» **OBJECTIVE**
Each entry has to be copied exactly, with nothing missed.

(Dataset excerpt)

*-*-*

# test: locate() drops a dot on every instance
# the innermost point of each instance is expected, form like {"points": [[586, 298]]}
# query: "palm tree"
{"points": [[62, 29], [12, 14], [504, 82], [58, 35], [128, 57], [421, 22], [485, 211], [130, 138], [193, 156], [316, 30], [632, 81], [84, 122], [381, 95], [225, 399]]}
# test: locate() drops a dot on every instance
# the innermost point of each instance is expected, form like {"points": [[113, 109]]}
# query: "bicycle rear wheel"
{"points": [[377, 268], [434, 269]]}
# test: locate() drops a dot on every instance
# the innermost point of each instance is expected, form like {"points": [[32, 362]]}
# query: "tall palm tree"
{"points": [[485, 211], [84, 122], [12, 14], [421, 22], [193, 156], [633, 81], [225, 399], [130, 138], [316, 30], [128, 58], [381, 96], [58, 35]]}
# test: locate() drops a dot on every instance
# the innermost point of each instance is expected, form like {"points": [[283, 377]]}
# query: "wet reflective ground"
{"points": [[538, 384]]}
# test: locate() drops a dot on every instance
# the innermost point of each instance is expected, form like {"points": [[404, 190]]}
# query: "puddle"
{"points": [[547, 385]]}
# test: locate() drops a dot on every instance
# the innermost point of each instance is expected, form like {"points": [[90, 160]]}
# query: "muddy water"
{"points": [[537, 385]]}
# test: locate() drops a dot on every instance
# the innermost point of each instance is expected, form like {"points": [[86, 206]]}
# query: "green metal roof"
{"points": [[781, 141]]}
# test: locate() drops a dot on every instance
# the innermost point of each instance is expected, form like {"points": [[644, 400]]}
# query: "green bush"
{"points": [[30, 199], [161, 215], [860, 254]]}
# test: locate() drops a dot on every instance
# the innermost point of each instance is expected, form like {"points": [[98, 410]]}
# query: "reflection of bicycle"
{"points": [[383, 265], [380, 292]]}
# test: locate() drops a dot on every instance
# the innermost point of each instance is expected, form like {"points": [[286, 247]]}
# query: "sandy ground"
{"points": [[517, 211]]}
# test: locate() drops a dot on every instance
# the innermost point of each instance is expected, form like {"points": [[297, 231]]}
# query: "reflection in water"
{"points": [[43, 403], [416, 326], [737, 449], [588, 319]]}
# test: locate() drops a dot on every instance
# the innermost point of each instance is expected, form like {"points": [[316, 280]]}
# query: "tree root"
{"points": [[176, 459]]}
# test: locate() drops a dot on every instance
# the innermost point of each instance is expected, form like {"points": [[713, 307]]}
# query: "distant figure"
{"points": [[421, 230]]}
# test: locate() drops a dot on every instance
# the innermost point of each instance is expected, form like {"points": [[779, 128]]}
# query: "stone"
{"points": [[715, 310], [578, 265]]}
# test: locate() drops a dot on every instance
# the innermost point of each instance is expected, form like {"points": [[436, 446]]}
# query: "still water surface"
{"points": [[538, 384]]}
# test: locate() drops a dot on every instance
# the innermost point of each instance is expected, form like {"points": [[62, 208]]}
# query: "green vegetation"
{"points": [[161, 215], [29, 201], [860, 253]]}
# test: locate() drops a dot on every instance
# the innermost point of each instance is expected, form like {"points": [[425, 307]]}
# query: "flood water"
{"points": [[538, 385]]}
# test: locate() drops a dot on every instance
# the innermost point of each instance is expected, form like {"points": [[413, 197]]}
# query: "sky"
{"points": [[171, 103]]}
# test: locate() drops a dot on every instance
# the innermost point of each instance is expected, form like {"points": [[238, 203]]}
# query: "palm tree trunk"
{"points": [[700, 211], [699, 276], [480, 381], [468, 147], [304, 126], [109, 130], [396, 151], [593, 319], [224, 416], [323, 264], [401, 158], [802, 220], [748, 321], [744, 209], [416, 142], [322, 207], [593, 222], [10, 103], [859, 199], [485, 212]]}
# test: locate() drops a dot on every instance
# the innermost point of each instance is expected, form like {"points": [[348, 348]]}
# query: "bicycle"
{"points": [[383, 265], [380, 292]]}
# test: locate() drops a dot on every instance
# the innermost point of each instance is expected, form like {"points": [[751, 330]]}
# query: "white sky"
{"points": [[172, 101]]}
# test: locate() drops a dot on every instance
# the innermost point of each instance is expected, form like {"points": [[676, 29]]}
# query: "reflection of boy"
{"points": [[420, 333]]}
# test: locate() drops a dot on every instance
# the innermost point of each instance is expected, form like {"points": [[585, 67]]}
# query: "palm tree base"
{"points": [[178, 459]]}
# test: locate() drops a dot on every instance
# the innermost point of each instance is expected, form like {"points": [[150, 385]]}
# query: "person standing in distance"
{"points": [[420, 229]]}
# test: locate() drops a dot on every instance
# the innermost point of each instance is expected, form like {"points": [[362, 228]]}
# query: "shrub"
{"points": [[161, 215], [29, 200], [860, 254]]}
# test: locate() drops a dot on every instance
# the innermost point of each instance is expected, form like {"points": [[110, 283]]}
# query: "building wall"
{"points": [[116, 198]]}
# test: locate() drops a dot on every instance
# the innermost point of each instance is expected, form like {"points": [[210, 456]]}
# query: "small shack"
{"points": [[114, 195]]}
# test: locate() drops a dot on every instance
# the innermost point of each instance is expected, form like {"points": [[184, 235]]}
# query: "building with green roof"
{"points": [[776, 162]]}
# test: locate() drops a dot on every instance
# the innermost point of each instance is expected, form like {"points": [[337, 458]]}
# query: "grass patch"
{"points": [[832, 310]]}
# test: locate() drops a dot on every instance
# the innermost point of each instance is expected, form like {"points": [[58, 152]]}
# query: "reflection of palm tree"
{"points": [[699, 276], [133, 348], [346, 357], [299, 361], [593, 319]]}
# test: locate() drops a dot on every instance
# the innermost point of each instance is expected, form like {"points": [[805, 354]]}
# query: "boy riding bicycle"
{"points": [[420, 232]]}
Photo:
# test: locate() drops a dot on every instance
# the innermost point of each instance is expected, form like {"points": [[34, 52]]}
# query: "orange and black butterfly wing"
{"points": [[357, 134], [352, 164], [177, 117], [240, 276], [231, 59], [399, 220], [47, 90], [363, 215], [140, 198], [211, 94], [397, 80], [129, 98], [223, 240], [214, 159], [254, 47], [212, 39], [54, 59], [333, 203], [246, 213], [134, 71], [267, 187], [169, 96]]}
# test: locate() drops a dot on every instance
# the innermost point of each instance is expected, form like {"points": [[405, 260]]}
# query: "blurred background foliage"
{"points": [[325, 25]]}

*-*-*

» **FINISHED EXERCISE**
# test: locate() drops a dot on every instance
# the innermost point of each instance is expected, form like {"points": [[586, 298]]}
# query: "palm tree"
{"points": [[62, 29], [12, 14], [504, 82], [58, 35], [128, 57], [421, 22], [485, 211], [130, 138], [193, 156], [316, 30], [632, 81], [84, 122], [381, 95], [225, 399]]}
# test: locate() drops a dot on every instance
# the innermost point of each instance is expected, form like {"points": [[113, 109]]}
# query: "bicycle rear wheel"
{"points": [[377, 268], [434, 269]]}
# test: locate() drops a dot on every instance
# the innermost point of each instance is expected, form like {"points": [[32, 362]]}
# query: "tall palm tree"
{"points": [[485, 211], [84, 122], [12, 14], [421, 22], [193, 156], [633, 81], [225, 399], [130, 138], [316, 30], [128, 58], [381, 96], [58, 35]]}
# test: locate() drops a dot on every instance
# the innermost point of each instance is expected, form like {"points": [[283, 377]]}
# query: "wet reflective ground"
{"points": [[538, 384]]}
# test: locate() drops a dot on every instance
# the innermost point of each instance is expected, form like {"points": [[404, 190]]}
# query: "puddle"
{"points": [[547, 385]]}
# test: locate() drops a dot on every instance
# the innermost point of each instance is expected, form like {"points": [[90, 160]]}
# query: "muddy water"
{"points": [[537, 385]]}
# test: locate() drops a dot on every instance
# the innermost point of each instance is expected, form like {"points": [[86, 206]]}
# query: "green metal roof"
{"points": [[781, 141]]}
# test: locate() drops a dot on every instance
# the innermost point of each instance is expected, form like {"points": [[644, 400]]}
# query: "green bush"
{"points": [[30, 199], [161, 215], [860, 254]]}
# test: locate() drops a dot on every instance
# the innermost point of each instance is expected, form like {"points": [[98, 410]]}
# query: "reflection of bicycle"
{"points": [[383, 265], [380, 292]]}
# test: locate() drops a dot on every instance
# the innermost point of each instance is expected, form like {"points": [[286, 247]]}
# query: "sandy ground"
{"points": [[517, 211]]}
# test: locate() drops a dot on every instance
# the innermost point of each instance is expected, form like {"points": [[297, 231]]}
# query: "reflection in water"
{"points": [[43, 403], [416, 326], [737, 449], [588, 319]]}
# test: locate() drops a dot on every instance
# the innermost point of each instance is expected, form like {"points": [[316, 280]]}
# query: "tree root"
{"points": [[176, 459]]}
# test: locate() drops a dot on every instance
# the innermost point of each instance is expected, form like {"points": [[713, 307]]}
# query: "distant figure"
{"points": [[421, 230]]}
# test: locate() drops a dot on every instance
# the innermost point of each instance is expected, form like {"points": [[779, 128]]}
# query: "stone"
{"points": [[715, 310], [578, 265]]}
# test: locate() drops a dot on every instance
# the innermost point of each instance is expected, form like {"points": [[436, 446]]}
# query: "still water surface"
{"points": [[538, 384]]}
# test: locate() drops a dot on every instance
# the innermost point of each instance is expected, form like {"points": [[62, 208]]}
# query: "green vegetation"
{"points": [[161, 215], [29, 201], [860, 253]]}
# test: locate() drops a dot on every instance
# the innermost point of each instance is expected, form like {"points": [[425, 307]]}
# query: "flood water"
{"points": [[538, 385]]}
# test: locate() drops a dot on every instance
# the innermost point of each instance is expected, form like {"points": [[413, 197]]}
# query: "sky"
{"points": [[171, 103]]}
# test: locate() drops a dot on every instance
# the innermost point of each instance is expected, form like {"points": [[238, 203]]}
# query: "palm tree trunk"
{"points": [[700, 211], [699, 276], [480, 381], [468, 147], [304, 126], [109, 130], [396, 151], [593, 319], [224, 416], [323, 264], [401, 158], [802, 220], [748, 321], [744, 209], [416, 142], [322, 207], [593, 222], [10, 103], [859, 199], [485, 212]]}
# test: locate() drops a dot on every instance
# the innermost point of each instance is expected, form like {"points": [[348, 348]]}
# query: "bicycle"
{"points": [[383, 265], [380, 292]]}
# test: locate() drops a dot on every instance
# the innermost point of each instance is expected, form like {"points": [[751, 330]]}
# query: "white sky"
{"points": [[172, 101]]}
# test: locate() drops a dot on every instance
# the innermost point of each instance is expected, form like {"points": [[676, 29]]}
# query: "reflection of boy"
{"points": [[420, 333]]}
# test: locate() drops a dot on every instance
# the innermost point of each instance is expected, form like {"points": [[585, 67]]}
# query: "palm tree base"
{"points": [[178, 459]]}
# test: locate() drops a dot on every instance
# the innermost point of each instance is expected, form like {"points": [[150, 385]]}
# query: "person standing in distance"
{"points": [[420, 229]]}
# test: locate() drops a dot on every instance
# the innermost point of each instance is expected, form like {"points": [[362, 228]]}
# query: "shrub"
{"points": [[161, 215], [29, 200], [860, 254]]}
# test: locate() drops a dot on every instance
# the innermost point of each instance is expected, form like {"points": [[110, 283]]}
# query: "building wall"
{"points": [[116, 198]]}
# test: locate() drops a dot on every instance
# the innermost point of each instance is expected, form like {"points": [[210, 456]]}
# query: "small shack"
{"points": [[114, 195]]}
# test: locate() drops a dot on every instance
# the innermost point of each instance is expected, form like {"points": [[184, 235]]}
# query: "building with green roof"
{"points": [[776, 162]]}
# test: locate() drops a dot on every instance
# the innermost point of each instance is expected, form like {"points": [[337, 458]]}
# query: "grass patch"
{"points": [[832, 310]]}
# test: locate() drops a dot on every instance
# the innermost point of each instance is expected, form like {"points": [[58, 152]]}
# query: "reflection of palm tree"
{"points": [[699, 276], [133, 348], [346, 357], [299, 361], [593, 319]]}
# test: locate() drops a dot on every instance
# the innermost point of each instance is expected, form like {"points": [[805, 354]]}
# query: "boy riding bicycle"
{"points": [[420, 232]]}
Photo:
# test: locate() drops a dot on every instance
# the innermost point of each instance is expected, form like {"points": [[34, 52]]}
# query: "orange and black butterfly wing"
{"points": [[357, 134], [352, 164], [177, 117], [240, 276], [231, 59], [399, 220], [47, 90], [363, 215], [140, 198], [211, 94], [397, 80], [129, 98], [223, 240], [214, 159], [254, 47], [212, 39], [54, 59], [333, 203], [246, 213], [134, 71], [267, 187], [169, 96]]}
# test: locate() drops a dot on every instance
# the innermost point of each instance is expected, form like {"points": [[405, 260]]}
# query: "blurred background foliage"
{"points": [[325, 25]]}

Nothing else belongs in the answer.